* _EXERCISE PASSAGE_:
Given that nodules in the BRONCH cohort were inherently difficult to diagnose, the poor performance on this cohort was unsurprising. Due to missing data, we were not able to evaluate longitudinal and multimodal AI on BRONCH. A predictive model that is highly specific for lung cancer in this setting has the potential to prevent invasive management of benign nodules. Therefore, evaluation of longitudinal and multimodal AI on a retrospective cohort of biopsied nodules is a high priority area for future investigation.

Longitudinal imaging models performed better on NSCLC than SCLC. One explanation for this is that NSCLC is, on average, observed more frequently as an indeterminant nodule compared to faster progressing SCLC which is often advanced stage at first observation ³³. These results warn that longitudinal imaging models may underperform on SCLC cases.

The regression calibrator improved calibration for most models evaluated on the NSLT, Consortium, and BRONCH cohorts. Calibration remained poor or became worse for models evaluated on highly imbalanced cohorts (LS-A and LI-A), which align with previous findings ³⁴.

Within the AI approaches, leveraging additional sources complementary data appears to be an effective strategy for improving classification performance. For instance, Sybil makes use of the entire chest CT whereas Liao et al. predicts on a few ROIs, a technique that crops out portions of the lung field and discards the overall chest anatomy. Additionally, using longitudinal imaging when, when available, leads to performance gains in across most of the cohorts. The integration of two or more consecutive chest CTs allows the model to consider how imaging features change over time. The use of data from multiple modalities also appears to be effective. From a clinical perspective, the advantage of multimodality is expected, as imaging findings are often interpreted in the context of the patient’s clinical risk factors. The improved performance of longitudinal AI and multimodal AI in this study suggest that combining the two approaches is a promising direction.

* _RECORD EXTRACTS_:
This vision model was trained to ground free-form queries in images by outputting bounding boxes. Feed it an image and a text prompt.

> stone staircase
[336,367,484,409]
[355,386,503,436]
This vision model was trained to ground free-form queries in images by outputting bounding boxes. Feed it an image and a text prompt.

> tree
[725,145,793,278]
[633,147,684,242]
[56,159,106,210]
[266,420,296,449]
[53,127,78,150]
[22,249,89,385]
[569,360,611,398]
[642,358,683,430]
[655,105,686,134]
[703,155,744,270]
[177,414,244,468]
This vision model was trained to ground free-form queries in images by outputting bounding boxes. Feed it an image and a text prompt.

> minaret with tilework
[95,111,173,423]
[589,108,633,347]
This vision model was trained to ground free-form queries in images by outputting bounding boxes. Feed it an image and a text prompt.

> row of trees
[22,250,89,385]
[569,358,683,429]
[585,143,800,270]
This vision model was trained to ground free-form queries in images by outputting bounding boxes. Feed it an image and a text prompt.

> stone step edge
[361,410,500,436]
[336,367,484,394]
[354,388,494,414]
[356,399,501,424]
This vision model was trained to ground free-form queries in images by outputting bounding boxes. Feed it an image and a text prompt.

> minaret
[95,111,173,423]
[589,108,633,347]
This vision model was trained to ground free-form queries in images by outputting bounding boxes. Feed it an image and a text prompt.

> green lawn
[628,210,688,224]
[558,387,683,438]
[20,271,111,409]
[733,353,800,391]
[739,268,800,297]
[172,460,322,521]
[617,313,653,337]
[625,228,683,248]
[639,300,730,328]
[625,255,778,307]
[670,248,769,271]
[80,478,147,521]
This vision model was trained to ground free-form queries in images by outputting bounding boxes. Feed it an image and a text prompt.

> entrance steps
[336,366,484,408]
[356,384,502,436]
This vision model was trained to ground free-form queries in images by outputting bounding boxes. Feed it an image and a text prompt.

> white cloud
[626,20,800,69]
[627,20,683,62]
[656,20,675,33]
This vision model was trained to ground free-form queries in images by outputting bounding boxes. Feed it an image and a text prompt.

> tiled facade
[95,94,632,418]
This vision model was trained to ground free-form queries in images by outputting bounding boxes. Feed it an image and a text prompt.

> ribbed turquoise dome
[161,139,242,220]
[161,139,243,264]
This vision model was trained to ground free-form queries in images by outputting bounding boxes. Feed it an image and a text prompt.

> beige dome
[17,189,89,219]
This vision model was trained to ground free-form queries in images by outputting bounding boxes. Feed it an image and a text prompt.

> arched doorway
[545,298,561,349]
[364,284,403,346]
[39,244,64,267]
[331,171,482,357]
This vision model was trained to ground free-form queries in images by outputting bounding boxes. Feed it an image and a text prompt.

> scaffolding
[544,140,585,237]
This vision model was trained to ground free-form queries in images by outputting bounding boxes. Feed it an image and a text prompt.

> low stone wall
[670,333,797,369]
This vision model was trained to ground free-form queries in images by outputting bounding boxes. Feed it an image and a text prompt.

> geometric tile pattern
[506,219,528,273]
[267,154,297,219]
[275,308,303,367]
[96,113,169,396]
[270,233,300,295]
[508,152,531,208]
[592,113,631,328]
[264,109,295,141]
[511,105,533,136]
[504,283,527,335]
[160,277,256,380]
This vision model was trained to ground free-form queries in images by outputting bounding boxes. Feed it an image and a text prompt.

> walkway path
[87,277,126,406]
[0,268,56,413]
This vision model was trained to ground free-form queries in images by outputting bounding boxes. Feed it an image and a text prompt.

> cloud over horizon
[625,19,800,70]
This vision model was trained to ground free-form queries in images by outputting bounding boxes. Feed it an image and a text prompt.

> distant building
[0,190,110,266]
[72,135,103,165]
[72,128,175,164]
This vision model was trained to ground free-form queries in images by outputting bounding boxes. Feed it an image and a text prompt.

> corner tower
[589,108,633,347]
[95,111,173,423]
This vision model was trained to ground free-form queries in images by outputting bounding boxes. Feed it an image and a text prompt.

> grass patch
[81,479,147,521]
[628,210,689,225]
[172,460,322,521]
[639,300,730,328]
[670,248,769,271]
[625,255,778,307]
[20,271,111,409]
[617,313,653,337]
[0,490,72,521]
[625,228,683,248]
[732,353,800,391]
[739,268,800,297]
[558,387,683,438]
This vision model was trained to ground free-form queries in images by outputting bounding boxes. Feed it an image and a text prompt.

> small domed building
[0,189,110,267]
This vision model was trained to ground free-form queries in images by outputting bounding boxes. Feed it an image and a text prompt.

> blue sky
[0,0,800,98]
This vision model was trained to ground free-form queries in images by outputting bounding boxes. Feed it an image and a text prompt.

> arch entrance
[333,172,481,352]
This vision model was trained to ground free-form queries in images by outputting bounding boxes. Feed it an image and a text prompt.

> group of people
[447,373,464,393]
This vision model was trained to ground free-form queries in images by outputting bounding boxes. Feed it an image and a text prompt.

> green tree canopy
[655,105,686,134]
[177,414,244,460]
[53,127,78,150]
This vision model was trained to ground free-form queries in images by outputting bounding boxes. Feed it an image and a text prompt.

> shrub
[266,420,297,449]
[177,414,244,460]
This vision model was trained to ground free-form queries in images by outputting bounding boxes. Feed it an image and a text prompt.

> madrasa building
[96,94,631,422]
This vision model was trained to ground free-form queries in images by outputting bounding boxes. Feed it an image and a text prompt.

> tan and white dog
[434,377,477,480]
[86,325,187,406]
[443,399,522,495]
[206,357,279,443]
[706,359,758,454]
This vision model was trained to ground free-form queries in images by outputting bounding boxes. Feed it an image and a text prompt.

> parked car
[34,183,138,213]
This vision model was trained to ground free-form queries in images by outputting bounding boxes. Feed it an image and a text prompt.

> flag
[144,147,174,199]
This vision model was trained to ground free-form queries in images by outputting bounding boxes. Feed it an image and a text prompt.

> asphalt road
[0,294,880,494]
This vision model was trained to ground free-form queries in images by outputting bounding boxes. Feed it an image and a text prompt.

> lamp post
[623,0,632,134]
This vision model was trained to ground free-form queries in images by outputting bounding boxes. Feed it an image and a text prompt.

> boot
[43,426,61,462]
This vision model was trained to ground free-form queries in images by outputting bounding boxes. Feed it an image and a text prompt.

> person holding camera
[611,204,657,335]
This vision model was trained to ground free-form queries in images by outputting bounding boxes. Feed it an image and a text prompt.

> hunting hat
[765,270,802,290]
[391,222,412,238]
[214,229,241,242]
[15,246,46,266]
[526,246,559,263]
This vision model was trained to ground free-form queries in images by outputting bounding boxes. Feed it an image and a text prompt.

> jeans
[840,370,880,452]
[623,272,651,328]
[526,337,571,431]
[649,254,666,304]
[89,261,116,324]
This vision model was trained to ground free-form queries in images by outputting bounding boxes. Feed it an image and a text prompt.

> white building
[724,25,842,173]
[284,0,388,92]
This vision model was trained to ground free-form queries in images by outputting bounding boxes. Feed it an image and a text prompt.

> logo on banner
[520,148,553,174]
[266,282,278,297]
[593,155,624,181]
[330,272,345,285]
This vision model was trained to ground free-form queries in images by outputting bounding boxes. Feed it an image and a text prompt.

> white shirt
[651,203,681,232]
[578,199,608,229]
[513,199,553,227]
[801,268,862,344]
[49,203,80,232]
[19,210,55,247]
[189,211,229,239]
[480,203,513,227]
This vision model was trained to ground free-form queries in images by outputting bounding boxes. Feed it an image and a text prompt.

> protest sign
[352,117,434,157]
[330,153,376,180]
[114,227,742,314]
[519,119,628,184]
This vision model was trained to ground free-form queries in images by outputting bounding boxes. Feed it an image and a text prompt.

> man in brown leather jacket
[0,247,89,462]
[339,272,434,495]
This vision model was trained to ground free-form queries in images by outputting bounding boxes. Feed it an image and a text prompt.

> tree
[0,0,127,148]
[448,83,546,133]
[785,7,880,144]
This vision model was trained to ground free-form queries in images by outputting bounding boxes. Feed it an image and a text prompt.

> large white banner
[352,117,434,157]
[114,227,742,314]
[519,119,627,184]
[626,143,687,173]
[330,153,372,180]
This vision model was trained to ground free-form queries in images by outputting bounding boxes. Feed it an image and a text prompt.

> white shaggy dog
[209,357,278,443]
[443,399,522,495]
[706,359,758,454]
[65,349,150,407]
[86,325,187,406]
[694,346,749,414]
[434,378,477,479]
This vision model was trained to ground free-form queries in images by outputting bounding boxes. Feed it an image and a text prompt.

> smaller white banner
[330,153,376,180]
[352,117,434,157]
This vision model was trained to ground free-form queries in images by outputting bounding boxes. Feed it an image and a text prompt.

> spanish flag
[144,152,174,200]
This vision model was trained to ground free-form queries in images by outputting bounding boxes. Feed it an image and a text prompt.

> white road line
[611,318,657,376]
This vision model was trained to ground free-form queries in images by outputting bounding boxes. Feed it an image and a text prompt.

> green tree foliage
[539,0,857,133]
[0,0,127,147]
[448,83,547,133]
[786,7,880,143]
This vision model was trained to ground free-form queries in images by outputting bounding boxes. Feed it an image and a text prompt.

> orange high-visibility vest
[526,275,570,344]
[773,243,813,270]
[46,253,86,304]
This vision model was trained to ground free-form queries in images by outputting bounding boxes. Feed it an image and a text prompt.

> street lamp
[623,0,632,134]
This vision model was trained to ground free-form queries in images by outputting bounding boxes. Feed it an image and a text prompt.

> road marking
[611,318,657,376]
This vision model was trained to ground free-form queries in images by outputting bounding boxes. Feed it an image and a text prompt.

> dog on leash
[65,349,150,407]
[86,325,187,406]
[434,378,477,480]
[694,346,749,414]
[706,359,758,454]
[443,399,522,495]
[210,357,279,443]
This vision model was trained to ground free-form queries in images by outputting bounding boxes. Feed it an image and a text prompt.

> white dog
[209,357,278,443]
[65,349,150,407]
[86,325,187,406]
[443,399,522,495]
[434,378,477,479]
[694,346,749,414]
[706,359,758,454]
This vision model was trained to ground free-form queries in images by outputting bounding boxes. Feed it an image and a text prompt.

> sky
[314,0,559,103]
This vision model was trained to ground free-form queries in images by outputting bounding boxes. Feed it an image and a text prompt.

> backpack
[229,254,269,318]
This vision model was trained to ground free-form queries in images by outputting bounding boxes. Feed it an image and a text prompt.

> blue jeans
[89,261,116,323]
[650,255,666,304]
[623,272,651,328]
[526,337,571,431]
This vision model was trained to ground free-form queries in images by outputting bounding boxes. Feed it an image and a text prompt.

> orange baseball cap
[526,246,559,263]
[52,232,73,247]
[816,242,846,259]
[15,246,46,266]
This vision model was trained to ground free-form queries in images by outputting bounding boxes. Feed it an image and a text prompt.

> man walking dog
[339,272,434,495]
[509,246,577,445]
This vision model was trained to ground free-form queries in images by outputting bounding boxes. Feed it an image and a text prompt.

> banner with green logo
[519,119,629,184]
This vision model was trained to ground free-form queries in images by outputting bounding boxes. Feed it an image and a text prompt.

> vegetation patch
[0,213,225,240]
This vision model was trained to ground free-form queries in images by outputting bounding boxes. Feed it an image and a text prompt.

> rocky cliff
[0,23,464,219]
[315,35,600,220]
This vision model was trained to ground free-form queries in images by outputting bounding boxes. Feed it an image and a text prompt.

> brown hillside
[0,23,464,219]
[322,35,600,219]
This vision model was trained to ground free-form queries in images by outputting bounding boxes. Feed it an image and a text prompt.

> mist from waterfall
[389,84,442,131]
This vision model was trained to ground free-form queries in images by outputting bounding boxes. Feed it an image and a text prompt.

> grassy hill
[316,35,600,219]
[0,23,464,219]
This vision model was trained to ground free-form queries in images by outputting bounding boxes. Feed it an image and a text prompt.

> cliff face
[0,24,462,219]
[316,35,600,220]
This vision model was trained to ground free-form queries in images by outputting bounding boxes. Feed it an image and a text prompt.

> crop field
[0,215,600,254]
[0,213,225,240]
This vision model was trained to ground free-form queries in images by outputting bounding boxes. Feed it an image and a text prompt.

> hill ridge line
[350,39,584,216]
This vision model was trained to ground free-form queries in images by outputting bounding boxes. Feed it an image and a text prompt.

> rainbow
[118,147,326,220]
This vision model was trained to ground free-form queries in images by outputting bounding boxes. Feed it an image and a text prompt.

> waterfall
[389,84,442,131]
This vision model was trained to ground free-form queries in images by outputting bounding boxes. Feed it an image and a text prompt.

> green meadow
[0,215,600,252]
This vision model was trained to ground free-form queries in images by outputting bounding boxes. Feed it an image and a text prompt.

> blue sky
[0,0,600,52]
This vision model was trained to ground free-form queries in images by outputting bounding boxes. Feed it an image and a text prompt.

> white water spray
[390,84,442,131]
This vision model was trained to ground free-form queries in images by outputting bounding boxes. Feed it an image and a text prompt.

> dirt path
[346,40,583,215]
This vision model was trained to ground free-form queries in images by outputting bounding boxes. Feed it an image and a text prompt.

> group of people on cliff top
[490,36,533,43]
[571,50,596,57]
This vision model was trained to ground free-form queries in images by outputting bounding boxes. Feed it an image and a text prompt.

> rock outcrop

* _WHAT TO WORK ON_:
1: In the lung nodule passage, on which two cohorts did calibration remain poor or become worse?
2: Copy the lung nodule passage from "Given that nodules" up to and including "on SCLC cases.".
You won't need the records for any of this.

* _TASK-BY-TASK SOLUTIONS_:
1: LS-A and LI-A

2:
Given that nodules in the BRONCH cohort were inherently difficult to diagnose, the poor performance on this cohort was unsurprising. Due to missing data, we were not able to evaluate longitudinal and multimodal AI on BRONCH. A predictive model that is highly specific for lung cancer in this setting has the potential to prevent invasive management of benign nodules. Therefore, evaluation of longitudinal and multimodal AI on a retrospective cohort of biopsied nodules is a high priority area for future investigation.

Longitudinal imaging models performed better on NSCLC than SCLC. One explanation for this is that NSCLC is, on average, observed more frequently as an indeterminant nodule compared to faster progressing SCLC which is often advanced stage at first observation ³³. These results warn that longitudinal imaging models may underperform on SCLC cases.